## Quoted passage
+++
Samantha Parker tends bar at Joshua’s Tavern in Brunswick, serving a mocktail made with a nonalcoholic bourbon from Sweden. Photo contributed by TJ Siatras

If you’re a social butterfly who has made a New Year’s resolution to stop drinking alcohol, fear not. More Midcoast restaurants are accommodating your health concerns by adding nonalcoholic spirits and beers to their menus.

Joshua’s Tavern in Brunswick offers two nonalcoholic beer options and three mocktails made with nonalcoholic bourbon.

“We think it’s an emerging market,” said owner TJ Siatras.

Experimenting with mocktail recipes since October, Siatras said he made adjustments based on customer feedback. After realizing the bourbon substitute didn’t give the same burning sensation as real alcohol, he discovered that adding a touch of jalapeno juice did the trick.

For those wondering why people are making this transition to a booze-free lifestyle, Siatras argued it isn’t for financial reasons.

“Nonalcoholic spirits are not significantly less expensive than alcoholic spirits,” he said. “I don’t think it’s a financial thing. I think it pertains to people being a little more health-conscious.”


The Food and Drug Administration classifies a beverage as nonalcoholic when it contains less than 0.5% alcohol.

In addition to mocktails, Siatras upgraded his nonalcoholic beer selection this summer from the national brand O’Doul’s to a selection of beers from Kit NA Brewing in Portland — an American blonde akin to Miller Light and an IPA. 

“They’ve done a really good job of trying to recreate balance and flavor profiles similar to traditional microbrews,” Siatras said.
+++
## Supplied data
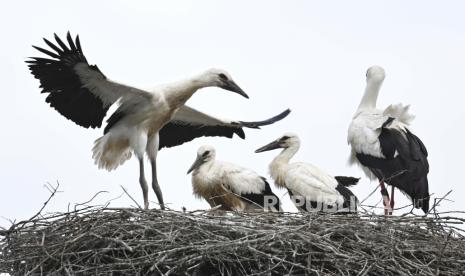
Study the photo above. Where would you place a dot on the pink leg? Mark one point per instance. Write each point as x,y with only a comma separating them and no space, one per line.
392,199
386,203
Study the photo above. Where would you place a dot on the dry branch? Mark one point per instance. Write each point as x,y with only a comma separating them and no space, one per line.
103,240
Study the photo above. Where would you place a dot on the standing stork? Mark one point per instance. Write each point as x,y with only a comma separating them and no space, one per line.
310,188
144,121
233,187
385,147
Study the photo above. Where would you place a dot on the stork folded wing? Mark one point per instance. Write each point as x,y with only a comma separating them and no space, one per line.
78,91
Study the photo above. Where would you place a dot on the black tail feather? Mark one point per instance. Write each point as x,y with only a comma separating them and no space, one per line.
269,121
347,181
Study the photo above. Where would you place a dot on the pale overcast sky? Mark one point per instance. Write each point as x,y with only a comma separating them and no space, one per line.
310,56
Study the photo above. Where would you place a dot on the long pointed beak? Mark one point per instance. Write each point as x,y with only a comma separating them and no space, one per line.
196,164
271,146
230,85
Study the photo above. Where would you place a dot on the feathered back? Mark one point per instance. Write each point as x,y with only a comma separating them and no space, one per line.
399,112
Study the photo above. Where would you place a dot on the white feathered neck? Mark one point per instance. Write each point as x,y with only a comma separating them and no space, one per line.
278,167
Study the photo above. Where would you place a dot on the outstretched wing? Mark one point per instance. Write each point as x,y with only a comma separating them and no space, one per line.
189,124
78,91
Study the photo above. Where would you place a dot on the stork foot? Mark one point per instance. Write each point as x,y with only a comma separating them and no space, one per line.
386,201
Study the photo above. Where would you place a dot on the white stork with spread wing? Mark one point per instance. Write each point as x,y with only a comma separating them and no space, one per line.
83,94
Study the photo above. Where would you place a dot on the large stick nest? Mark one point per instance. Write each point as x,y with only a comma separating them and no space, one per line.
99,240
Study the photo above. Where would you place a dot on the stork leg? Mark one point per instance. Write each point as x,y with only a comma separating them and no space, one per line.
386,202
392,199
155,185
143,183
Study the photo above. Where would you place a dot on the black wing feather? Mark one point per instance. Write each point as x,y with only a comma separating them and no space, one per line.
405,167
176,133
347,181
66,92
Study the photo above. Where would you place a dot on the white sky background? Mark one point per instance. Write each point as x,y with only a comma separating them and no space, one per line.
307,55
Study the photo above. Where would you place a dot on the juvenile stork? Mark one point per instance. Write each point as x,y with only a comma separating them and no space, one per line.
385,147
144,121
233,187
310,188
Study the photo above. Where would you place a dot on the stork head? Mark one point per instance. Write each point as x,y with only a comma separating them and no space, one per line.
286,141
221,78
375,73
204,154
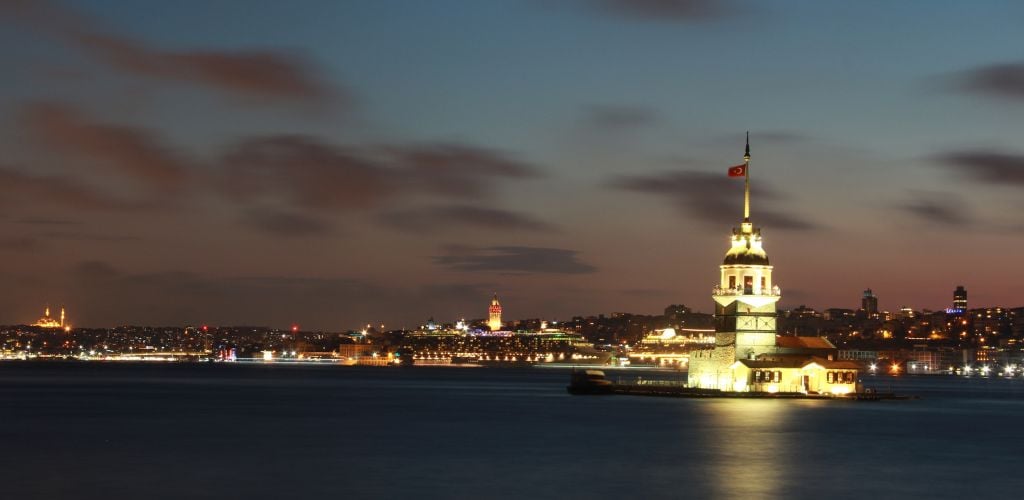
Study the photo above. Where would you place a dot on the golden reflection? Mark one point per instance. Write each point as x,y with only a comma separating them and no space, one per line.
749,447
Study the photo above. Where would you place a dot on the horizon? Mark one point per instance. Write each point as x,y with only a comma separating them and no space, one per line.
334,165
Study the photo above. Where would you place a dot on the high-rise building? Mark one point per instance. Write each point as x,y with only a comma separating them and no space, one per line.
495,315
960,299
869,302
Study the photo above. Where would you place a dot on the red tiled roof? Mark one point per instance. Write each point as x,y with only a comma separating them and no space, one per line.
803,342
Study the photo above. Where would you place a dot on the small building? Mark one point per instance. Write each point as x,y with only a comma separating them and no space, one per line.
795,374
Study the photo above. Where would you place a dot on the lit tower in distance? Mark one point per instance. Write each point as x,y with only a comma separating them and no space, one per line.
869,303
960,299
744,298
495,315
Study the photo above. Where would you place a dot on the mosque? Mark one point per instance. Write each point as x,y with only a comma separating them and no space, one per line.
51,323
749,355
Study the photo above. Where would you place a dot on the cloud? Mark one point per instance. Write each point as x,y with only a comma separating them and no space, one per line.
433,218
513,259
986,167
326,302
621,117
285,223
452,169
301,173
32,190
1001,80
47,221
131,152
305,173
19,244
713,199
678,10
250,73
939,208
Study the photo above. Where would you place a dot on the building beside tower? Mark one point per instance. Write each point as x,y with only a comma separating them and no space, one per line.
495,315
748,355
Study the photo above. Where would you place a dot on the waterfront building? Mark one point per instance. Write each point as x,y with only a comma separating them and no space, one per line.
748,355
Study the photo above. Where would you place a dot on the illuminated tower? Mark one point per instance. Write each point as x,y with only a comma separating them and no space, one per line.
495,315
869,302
960,299
744,298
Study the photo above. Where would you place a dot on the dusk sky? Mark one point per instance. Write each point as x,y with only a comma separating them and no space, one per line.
338,163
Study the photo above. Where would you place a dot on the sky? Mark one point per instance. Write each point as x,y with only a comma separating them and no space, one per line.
333,164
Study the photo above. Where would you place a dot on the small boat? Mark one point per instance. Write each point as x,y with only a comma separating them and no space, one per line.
589,382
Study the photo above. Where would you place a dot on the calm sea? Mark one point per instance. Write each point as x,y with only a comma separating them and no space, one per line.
121,430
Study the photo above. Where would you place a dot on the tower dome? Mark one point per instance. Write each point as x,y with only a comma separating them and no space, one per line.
747,248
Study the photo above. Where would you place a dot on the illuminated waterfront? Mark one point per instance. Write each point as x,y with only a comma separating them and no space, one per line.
228,430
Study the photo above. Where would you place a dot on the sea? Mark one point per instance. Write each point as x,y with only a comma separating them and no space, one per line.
112,430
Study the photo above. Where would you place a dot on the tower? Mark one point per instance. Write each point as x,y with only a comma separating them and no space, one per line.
869,302
495,315
960,299
745,297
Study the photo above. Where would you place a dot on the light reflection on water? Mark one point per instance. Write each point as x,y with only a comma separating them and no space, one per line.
109,431
747,448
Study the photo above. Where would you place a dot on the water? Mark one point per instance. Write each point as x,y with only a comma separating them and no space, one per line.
119,430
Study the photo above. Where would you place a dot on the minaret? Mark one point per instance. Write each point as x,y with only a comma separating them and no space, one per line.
495,315
744,298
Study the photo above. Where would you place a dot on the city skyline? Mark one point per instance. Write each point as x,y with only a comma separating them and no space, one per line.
332,165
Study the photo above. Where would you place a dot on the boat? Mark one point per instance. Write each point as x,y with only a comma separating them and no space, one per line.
589,382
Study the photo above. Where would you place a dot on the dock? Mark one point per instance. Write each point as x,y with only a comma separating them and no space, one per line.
678,388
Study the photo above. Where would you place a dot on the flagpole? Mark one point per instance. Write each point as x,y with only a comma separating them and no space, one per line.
747,180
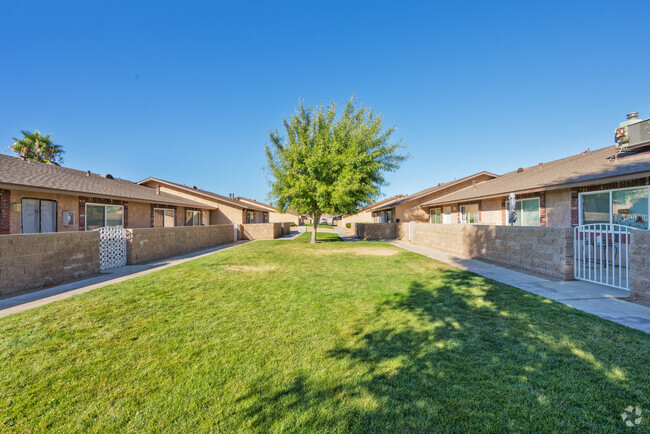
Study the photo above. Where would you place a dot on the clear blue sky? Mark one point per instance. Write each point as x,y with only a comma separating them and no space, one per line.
187,91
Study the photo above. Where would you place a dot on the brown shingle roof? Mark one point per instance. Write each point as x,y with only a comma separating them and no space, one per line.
570,171
205,193
430,190
17,173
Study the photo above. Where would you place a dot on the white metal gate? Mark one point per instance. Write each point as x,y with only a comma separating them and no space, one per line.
112,247
601,254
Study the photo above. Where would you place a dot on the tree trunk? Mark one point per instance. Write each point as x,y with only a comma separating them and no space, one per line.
314,227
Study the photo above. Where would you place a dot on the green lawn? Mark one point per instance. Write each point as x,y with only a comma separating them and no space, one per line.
285,335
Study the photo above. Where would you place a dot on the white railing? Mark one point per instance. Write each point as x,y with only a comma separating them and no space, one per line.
601,254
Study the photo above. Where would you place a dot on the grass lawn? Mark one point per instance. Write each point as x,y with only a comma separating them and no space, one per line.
285,335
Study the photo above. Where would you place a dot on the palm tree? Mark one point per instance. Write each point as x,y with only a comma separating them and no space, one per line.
35,147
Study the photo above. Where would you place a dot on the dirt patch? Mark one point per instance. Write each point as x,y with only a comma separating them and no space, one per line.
249,267
368,251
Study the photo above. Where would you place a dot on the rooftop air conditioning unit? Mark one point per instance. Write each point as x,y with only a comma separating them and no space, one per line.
639,133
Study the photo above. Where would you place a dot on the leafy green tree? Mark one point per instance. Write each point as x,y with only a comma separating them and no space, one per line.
36,147
328,163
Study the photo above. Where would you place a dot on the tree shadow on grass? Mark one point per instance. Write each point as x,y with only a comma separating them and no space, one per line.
459,352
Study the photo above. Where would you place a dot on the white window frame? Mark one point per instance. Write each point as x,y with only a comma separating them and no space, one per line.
104,205
467,206
611,198
164,210
431,215
539,211
194,212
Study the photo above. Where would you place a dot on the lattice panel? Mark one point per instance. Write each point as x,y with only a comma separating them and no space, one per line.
112,247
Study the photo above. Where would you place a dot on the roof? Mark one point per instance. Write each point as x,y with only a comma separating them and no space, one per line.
576,170
204,193
17,172
430,190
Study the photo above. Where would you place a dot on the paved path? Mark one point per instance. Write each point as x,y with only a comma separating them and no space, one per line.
597,299
37,298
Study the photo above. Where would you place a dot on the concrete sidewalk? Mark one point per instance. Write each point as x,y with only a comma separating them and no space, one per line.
589,297
29,300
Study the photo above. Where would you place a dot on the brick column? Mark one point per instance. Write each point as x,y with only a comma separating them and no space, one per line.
5,209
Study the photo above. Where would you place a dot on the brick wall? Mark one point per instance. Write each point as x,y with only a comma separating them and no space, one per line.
153,244
640,265
5,209
38,260
541,250
377,231
261,231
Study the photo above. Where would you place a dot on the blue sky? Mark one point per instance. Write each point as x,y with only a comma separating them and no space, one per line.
188,91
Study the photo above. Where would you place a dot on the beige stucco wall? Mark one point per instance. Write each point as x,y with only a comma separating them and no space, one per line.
+++
## Required action A
From the article on nonalcoholic drinks, quote everything from "Joshua’s Tavern in Brunswick offers" down to "than 0.5% alcohol.".
## Required action B
In the article about nonalcoholic drinks at Midcoast restaurants, what did Siatras add to the mocktails to recreate the burning sensation of real alcohol?
## Required action C
Write what comes next in the article on nonalcoholic drinks at Midcoast restaurants, starting after its last sentence.

## Answer box A
Joshua’s Tavern in Brunswick offers two nonalcoholic beer options and three mocktails made with nonalcoholic bourbon.

“We think it’s an emerging market,” said owner TJ Siatras.

Experimenting with mocktail recipes since October, Siatras said he made adjustments based on customer feedback. After realizing the bourbon substitute didn’t give the same burning sensation as real alcohol, he discovered that adding a touch of jalapeno juice did the trick.

For those wondering why people are making this transition to a booze-free lifestyle, Siatras argued it isn’t for financial reasons.

“Nonalcoholic spirits are not significantly less expensive than alcoholic spirits,” he said. “I don’t think it’s a financial thing. I think it pertains to people being a little more health-conscious.”


The Food and Drug Administration classifies a beverage as nonalcoholic when it contains less than 0.5% alcohol.

## Answer box B
A touch of jalapeno juice.

## Answer box C
Since the switch, he said his nonalcoholic beer sales have gone up 400%. 

While the majority of nonalcoholic consumers in the U.S. are millennials, Siatras said his middle-aged patrons are the ones most willing to try the new products.

That is not the case at Byrne’s Irish Pub in Bath.


Byrne’s Irish Pub bar manager Maggie Lair said the biggest nonalcoholic consumers are in their 30s. She said her nonalcoholic beer sales increased 20% this year after adding Guinness 0 to their menu. She said it tastes just like traditional Guinness, minus the buzz.

“People like to have that option,” she said.

Although the pub only has two permanent mocktails listed on its menu, Lair said bartenders can make any drink nonalcoholic upon request. Lair said the demand for mocktails has grown over the past year as the pandemic quiets down.

“The lack of immediate pandemic pressure has made people make different choices,” she said.

Both Lair and Siatras said they would consider carrying more nonalcoholic options in the future if the demand continues to grow.